Retype only the lines at the head of the records, first through the one with "Input query: lava field", exactly as written.

* Records supplied:
——————————
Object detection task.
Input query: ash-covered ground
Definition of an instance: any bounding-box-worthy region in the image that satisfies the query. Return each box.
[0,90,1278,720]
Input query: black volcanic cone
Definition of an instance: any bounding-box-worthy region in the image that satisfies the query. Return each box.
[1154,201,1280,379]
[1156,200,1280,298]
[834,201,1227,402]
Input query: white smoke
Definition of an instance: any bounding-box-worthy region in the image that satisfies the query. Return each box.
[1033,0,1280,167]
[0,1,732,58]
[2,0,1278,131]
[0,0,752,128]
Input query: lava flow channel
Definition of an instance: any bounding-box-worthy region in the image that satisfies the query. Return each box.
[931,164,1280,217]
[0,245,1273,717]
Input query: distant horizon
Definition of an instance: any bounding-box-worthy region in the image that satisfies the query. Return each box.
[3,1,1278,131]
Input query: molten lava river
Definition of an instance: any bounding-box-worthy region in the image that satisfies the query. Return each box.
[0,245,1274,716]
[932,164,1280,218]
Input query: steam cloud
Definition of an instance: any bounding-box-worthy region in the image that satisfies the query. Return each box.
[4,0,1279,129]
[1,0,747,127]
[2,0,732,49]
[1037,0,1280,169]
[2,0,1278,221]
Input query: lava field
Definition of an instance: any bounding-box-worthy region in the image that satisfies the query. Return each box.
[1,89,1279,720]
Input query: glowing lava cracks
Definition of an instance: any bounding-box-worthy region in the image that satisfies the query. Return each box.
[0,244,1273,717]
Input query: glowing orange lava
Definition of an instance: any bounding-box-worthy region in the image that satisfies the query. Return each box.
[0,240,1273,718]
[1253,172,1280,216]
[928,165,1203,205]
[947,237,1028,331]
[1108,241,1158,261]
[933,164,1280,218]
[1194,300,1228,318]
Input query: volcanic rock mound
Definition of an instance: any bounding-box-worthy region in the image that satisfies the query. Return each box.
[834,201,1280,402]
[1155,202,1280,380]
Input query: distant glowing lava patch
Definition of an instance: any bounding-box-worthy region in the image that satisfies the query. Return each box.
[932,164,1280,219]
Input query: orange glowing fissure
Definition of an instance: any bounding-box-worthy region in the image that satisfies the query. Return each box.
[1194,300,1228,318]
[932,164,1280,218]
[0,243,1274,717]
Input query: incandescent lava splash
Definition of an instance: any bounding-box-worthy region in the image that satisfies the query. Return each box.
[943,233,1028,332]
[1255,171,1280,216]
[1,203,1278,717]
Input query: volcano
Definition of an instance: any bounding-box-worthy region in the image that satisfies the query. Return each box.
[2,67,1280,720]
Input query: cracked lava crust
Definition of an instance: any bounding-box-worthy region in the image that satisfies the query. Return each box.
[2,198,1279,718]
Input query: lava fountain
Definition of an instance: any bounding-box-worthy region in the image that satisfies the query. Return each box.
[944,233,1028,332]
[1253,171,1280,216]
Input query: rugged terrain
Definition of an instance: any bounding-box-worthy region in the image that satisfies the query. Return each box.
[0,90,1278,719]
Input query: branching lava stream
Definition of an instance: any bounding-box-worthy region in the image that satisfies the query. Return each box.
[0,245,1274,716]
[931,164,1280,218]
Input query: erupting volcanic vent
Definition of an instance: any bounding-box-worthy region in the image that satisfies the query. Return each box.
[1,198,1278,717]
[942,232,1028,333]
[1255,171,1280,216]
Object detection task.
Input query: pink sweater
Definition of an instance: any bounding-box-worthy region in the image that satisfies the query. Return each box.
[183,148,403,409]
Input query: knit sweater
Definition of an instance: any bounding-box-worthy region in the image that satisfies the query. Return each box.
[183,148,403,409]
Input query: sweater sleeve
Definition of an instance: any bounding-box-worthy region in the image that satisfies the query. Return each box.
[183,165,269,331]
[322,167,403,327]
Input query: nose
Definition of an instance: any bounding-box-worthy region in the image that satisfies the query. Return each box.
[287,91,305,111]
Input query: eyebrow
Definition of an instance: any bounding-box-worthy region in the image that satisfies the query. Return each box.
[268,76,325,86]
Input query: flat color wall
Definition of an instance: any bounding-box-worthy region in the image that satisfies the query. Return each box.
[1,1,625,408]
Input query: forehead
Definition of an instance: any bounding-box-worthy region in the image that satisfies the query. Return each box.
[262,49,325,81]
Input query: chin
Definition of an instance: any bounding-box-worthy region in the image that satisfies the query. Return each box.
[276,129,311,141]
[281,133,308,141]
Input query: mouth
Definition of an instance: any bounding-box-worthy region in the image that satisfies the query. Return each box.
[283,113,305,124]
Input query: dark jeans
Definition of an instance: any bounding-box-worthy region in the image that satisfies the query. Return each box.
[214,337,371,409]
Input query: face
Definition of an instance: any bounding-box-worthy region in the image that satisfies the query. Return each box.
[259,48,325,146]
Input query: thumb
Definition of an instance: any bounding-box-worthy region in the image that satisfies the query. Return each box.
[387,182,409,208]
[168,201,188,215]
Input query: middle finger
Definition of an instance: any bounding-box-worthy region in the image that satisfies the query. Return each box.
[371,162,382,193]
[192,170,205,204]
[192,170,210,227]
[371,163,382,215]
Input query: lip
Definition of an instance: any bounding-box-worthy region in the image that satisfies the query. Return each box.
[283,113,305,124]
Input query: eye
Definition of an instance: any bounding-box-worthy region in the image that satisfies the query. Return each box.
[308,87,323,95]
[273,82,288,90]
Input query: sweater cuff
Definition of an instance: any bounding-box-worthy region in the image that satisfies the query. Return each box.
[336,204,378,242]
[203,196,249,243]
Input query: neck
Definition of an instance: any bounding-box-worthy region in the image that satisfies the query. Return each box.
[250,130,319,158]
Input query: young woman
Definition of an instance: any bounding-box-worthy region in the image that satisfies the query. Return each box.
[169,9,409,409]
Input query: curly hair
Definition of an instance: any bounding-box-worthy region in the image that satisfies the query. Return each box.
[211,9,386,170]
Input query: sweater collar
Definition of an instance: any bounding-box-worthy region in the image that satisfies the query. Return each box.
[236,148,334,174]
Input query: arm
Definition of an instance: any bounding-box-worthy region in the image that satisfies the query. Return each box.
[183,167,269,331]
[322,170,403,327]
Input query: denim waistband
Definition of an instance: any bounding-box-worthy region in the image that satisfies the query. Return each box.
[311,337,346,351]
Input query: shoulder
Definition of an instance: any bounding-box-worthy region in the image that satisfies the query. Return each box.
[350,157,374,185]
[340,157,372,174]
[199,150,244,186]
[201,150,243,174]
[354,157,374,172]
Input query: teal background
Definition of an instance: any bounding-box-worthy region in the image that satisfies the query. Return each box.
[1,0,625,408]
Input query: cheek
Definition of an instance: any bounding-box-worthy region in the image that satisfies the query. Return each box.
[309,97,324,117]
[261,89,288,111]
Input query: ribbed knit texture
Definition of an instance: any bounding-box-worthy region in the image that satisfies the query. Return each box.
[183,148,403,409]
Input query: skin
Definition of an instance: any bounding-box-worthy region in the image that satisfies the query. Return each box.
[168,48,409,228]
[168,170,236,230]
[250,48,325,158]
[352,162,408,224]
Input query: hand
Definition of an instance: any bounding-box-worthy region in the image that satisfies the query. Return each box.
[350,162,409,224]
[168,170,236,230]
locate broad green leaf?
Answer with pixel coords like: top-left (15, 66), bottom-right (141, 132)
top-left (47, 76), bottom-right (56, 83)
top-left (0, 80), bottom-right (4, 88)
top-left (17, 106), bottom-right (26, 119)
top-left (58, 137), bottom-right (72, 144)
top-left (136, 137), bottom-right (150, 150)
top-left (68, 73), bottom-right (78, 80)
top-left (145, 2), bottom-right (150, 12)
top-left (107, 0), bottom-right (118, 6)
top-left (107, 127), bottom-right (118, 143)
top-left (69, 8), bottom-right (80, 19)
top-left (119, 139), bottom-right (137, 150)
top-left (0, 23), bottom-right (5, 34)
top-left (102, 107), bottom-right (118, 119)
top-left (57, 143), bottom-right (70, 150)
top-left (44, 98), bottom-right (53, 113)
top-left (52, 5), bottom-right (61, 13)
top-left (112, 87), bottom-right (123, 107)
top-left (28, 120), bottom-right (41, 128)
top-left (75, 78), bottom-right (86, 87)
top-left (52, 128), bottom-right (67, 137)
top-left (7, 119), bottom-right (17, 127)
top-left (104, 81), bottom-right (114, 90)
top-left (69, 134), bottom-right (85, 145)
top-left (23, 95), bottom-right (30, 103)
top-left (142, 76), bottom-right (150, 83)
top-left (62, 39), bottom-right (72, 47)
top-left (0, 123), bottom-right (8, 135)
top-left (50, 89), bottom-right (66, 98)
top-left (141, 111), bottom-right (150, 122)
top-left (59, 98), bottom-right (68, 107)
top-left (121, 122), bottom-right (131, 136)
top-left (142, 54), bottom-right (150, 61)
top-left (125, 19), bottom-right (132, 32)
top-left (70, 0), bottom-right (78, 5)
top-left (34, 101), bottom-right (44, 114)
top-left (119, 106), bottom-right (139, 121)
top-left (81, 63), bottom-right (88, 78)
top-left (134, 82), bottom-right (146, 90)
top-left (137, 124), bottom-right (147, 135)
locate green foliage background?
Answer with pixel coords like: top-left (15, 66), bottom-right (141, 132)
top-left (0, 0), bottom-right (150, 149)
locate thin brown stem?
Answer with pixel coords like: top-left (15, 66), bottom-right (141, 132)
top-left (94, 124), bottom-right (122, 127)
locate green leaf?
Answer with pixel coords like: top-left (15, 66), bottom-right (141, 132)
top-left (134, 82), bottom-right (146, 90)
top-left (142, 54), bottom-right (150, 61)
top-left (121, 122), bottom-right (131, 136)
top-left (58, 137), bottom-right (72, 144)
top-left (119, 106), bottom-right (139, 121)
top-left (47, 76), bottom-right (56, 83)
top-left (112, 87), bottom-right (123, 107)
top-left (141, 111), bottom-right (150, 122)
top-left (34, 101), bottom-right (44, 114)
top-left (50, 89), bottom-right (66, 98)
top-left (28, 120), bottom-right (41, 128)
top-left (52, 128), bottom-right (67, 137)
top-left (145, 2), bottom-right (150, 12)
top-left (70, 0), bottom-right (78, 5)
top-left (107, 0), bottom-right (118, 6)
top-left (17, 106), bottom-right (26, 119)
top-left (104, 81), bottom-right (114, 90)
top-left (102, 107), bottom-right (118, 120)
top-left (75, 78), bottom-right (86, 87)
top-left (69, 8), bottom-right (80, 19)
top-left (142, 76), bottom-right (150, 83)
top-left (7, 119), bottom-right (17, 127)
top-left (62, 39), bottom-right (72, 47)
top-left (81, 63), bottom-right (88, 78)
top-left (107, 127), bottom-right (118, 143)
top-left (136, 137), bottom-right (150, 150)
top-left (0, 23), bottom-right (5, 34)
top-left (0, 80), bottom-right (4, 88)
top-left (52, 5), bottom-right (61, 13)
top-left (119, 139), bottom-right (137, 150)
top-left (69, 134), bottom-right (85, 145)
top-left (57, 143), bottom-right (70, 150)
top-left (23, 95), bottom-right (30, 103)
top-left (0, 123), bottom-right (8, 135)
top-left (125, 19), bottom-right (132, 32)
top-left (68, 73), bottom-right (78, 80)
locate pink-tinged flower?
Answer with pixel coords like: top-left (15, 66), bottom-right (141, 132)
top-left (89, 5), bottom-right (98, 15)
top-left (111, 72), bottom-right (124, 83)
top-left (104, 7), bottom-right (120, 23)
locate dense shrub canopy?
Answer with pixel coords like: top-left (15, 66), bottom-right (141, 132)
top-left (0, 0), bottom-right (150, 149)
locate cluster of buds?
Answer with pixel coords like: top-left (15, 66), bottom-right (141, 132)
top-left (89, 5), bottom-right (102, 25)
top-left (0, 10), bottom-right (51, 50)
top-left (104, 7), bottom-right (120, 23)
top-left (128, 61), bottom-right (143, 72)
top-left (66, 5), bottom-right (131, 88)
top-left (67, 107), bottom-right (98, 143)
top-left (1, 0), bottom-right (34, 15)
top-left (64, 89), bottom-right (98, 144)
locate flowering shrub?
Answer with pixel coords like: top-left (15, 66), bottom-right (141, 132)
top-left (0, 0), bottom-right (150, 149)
——————————
* Answer section:
Object detection task.
Input query: ash-covered ground
Definition of an instance: any bounding-box-worthy region in the image that satisfies the query. Return each box.
[0,90,1278,720]
Input query: black volcanic cone
Definition of an instance: any bounding-box-worthy region in the image that satisfies the query. Return each box.
[1154,201,1280,379]
[1156,200,1280,298]
[834,201,1227,402]
Input query: white smoke
Definition of an instance: any bounding-box-worthy region in the image that satisfies the query. Return each box.
[1033,0,1280,167]
[0,1,732,58]
[2,0,1278,131]
[0,0,752,128]
Input query: lava flow channel
Definition of an instance: any bounding-box-worthy region in the image that satisfies the query. Return each box.
[931,164,1280,217]
[0,245,1273,717]
Input query: distant horizon
Definition of an instance: any bounding-box-worthy region in the image that satisfies the query. Return each box.
[3,1,1278,131]
Input query: molten lava river
Definition of an instance: any bounding-box-worthy region in the image that satisfies the query. Return each box.
[0,245,1274,716]
[932,164,1280,218]
Input query: steam cloud
Definition of an instance: any bounding-box-worthy region in the image that satisfies the query. Return each box.
[4,0,1279,129]
[1,0,747,127]
[2,0,732,49]
[1037,0,1280,169]
[2,0,1278,221]
Input query: lava field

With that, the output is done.